■ Excerpt
The injury turned out to be a herniated disc in his lower back. “I was in extreme pain,” says Terry. “But it was successfully treated with muscle relaxers, physical therapy, and patience.”
Years later, he began experiencing back pain again, plus pain and numbness in his legs. So, Terry returned to Dr. El-Kadi, the same neurosurgeon who treated him previously.
“I knew where to go. I love Dr. El-Kadi and his staff,” says Terry, 58. “I trusted him. And I knew they’d take care of me.”
Terry was certain he injured his back again. “I had extreme sciatica pain from my lower back all the way to my ankle in my right leg. My left leg felt numb,” says Terry. “For someone who teaches ballroom dancing for a living, it wasn’t easy.”
As a coach, as well as a certified adjudicator, Terry travels frequently throughout North America. Competitions can be grueling, lasting for days from 8 a.m. until midnight. As his symptoms worsened, he began using a cane to walk and even a wheelchair to get around airports. “It got to the point where I couldn’t travel anymore,” says Terry.

■ Prompt
Substitute "spine surgeon" for "neurosurgeon" in the excerpt on Terry's back pain and write out everything from "Years later, he" down to "treated him previously.". The records that come next have nothing to do with this.

■ Provided data
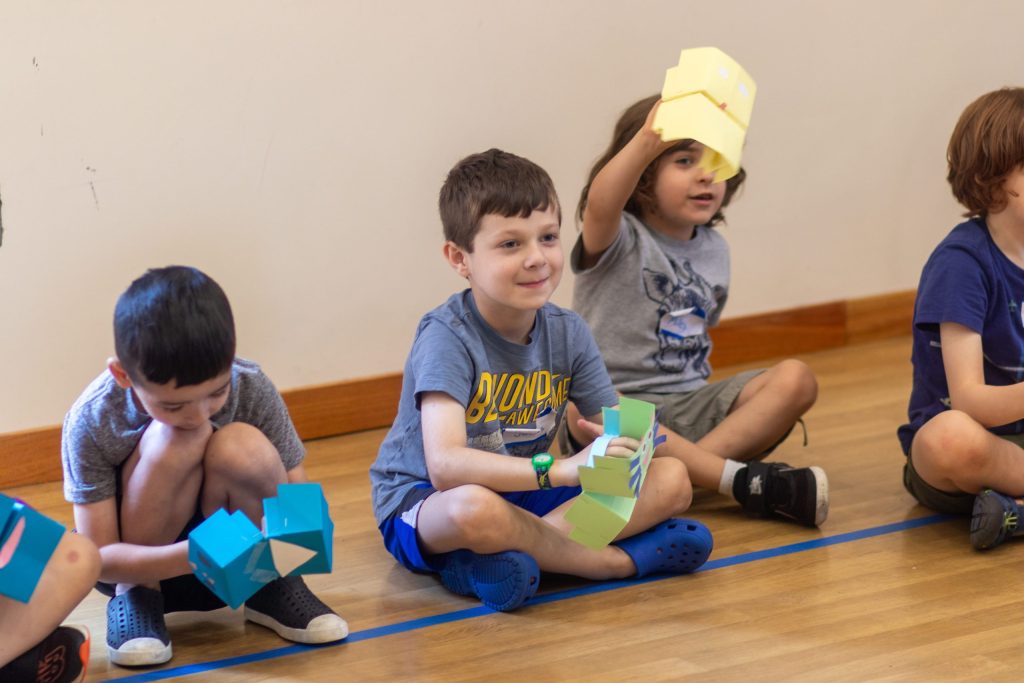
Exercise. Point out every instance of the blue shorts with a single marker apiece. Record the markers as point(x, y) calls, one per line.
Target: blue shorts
point(399, 528)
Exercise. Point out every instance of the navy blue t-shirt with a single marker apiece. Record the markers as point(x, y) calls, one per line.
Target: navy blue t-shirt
point(970, 282)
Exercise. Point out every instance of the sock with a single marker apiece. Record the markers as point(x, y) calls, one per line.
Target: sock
point(725, 486)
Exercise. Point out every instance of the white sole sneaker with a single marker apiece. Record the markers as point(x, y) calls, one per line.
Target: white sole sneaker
point(140, 652)
point(323, 629)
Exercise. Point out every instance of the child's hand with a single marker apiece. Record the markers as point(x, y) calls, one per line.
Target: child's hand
point(621, 442)
point(651, 135)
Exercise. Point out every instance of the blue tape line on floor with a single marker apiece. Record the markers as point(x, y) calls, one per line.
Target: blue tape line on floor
point(590, 589)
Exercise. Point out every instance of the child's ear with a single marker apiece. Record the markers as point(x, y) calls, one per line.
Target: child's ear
point(456, 257)
point(118, 371)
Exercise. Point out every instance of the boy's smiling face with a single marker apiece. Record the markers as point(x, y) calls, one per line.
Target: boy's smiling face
point(515, 265)
point(185, 408)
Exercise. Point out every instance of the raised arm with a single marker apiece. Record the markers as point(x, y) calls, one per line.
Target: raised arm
point(962, 355)
point(612, 186)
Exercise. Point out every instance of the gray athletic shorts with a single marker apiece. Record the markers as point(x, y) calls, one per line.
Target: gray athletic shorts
point(951, 503)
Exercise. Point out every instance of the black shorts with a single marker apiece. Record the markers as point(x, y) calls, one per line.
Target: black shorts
point(940, 501)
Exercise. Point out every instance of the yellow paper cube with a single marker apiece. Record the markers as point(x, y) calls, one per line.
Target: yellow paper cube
point(708, 97)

■ Worked solution
Years later, he began experiencing back pain again, plus pain and numbness in his legs. So, Terry returned to Dr. El-Kadi, the same spine surgeon who treated him previously.